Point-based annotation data

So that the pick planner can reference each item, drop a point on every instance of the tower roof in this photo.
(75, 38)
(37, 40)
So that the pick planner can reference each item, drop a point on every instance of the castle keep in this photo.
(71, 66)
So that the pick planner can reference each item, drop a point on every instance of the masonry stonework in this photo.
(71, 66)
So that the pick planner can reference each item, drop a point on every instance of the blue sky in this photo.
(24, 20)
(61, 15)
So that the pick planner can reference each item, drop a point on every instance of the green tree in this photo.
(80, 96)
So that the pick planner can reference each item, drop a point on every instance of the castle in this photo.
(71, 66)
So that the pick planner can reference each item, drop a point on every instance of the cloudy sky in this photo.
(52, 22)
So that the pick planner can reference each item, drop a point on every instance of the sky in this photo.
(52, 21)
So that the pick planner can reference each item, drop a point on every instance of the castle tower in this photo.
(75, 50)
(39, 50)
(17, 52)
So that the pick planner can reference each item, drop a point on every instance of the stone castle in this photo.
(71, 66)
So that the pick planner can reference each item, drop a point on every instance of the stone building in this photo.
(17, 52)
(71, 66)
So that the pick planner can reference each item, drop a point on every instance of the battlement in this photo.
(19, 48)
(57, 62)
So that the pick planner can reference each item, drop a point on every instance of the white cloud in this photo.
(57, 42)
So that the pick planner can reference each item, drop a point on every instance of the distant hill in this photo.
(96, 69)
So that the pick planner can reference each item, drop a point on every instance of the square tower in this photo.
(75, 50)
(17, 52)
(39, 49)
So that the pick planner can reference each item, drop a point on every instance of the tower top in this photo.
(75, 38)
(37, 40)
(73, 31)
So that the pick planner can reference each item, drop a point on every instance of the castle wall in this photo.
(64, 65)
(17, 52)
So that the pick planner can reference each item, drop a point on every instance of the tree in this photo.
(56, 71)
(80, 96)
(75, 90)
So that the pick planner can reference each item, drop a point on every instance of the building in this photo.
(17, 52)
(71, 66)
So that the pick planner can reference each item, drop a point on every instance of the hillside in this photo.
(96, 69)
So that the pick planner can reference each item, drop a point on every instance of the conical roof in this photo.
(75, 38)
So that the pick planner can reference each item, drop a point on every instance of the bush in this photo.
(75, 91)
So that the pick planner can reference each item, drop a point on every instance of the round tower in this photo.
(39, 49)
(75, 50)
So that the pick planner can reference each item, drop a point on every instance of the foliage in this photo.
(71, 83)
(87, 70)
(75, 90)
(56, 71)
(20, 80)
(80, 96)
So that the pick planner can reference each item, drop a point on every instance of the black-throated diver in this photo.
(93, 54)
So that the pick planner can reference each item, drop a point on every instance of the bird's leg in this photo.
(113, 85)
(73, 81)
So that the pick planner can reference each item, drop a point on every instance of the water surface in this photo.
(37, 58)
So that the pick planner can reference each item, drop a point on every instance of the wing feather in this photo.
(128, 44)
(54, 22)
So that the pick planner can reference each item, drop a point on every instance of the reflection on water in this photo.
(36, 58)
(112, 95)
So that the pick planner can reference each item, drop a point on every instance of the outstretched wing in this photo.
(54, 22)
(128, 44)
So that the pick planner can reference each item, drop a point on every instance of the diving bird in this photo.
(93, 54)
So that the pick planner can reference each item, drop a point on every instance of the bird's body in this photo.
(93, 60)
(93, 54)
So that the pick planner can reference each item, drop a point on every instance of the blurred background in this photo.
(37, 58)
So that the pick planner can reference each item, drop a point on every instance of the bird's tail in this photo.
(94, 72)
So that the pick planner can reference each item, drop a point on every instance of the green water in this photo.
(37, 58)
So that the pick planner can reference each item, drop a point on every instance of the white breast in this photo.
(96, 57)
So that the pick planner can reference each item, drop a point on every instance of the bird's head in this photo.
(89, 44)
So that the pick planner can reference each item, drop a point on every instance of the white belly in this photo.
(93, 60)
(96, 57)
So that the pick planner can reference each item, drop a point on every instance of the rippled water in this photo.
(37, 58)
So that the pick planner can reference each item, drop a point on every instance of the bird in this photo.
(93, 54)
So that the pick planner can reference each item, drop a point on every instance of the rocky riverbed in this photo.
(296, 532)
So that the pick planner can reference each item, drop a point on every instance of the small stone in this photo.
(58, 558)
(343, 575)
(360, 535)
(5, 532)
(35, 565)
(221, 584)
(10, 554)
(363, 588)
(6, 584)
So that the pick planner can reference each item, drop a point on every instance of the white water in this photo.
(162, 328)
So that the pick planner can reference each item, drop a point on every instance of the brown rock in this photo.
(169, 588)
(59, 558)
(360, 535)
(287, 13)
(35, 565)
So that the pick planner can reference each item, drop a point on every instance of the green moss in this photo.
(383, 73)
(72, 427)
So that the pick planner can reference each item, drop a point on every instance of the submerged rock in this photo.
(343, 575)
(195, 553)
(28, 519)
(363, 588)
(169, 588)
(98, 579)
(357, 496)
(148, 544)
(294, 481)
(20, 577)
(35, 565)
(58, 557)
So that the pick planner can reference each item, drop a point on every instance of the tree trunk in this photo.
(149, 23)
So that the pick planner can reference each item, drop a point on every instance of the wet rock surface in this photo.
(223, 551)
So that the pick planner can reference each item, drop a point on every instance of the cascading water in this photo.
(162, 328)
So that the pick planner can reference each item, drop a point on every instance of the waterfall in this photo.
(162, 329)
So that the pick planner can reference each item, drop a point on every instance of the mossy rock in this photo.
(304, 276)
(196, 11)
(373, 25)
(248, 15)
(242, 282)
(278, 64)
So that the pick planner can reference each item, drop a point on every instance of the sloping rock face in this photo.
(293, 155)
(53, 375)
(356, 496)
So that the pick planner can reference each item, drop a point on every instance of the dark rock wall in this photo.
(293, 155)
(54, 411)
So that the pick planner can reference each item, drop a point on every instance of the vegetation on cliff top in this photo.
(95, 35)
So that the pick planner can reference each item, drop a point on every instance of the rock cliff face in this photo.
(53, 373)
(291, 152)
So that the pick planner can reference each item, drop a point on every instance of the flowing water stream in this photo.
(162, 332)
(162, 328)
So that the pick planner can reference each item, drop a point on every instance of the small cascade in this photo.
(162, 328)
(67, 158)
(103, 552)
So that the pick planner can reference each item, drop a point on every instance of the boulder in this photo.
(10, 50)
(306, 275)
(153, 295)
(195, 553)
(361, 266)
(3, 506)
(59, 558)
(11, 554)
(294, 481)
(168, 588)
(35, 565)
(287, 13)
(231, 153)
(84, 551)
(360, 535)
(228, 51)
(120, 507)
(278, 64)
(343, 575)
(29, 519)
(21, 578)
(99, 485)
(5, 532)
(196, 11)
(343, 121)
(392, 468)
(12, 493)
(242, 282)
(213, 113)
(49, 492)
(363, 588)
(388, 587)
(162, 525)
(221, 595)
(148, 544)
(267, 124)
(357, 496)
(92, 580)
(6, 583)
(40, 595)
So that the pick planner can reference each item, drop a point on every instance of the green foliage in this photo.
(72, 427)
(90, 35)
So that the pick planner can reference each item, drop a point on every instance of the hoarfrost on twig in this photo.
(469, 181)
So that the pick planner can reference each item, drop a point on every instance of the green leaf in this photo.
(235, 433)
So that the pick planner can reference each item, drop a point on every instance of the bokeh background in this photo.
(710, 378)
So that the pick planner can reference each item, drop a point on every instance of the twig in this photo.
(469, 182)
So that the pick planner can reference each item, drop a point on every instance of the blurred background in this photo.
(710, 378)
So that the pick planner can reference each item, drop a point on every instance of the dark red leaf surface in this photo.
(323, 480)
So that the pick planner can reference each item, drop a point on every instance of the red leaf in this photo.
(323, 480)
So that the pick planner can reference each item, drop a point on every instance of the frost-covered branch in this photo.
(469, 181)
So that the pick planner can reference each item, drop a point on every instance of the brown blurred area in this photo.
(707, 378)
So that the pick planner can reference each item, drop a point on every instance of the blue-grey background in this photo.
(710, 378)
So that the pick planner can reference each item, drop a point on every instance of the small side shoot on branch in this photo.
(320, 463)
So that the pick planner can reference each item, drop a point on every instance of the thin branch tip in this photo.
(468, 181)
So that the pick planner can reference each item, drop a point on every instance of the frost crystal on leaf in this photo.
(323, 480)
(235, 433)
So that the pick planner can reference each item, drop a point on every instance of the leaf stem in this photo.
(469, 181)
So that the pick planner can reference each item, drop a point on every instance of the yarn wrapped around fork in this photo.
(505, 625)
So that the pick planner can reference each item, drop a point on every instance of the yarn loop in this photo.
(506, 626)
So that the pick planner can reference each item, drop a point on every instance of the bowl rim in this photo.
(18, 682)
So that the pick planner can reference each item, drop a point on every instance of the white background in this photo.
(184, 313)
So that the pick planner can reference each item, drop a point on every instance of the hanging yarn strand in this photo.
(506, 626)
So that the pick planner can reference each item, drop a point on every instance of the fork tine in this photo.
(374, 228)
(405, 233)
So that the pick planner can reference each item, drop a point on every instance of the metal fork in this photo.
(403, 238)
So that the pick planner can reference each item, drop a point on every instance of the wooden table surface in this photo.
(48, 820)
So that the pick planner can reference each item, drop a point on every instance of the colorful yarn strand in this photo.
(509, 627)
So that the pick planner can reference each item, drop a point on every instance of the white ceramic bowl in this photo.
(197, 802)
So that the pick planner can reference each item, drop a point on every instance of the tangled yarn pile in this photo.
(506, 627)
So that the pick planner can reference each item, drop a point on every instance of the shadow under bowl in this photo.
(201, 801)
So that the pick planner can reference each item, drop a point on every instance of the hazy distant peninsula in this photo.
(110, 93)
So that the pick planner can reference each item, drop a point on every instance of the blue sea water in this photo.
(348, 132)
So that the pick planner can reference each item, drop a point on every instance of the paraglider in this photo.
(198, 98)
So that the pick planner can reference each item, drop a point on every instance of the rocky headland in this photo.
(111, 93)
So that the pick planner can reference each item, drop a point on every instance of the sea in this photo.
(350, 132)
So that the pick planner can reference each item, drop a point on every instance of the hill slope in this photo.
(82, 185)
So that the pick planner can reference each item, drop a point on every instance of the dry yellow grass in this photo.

- JOB
Rewrite everything from the line containing "slope in this photo." down to the end of the records as a numbered list, including both ends and skipping any blank lines.

- CORRECT ANSWER
1. So that the pick planner can reference each item, drop a point on every instance of the hill slope in this photo.
2. (82, 185)
3. So that the pick planner can reference each item, drop a point on every instance of the dry yellow grass in this photo.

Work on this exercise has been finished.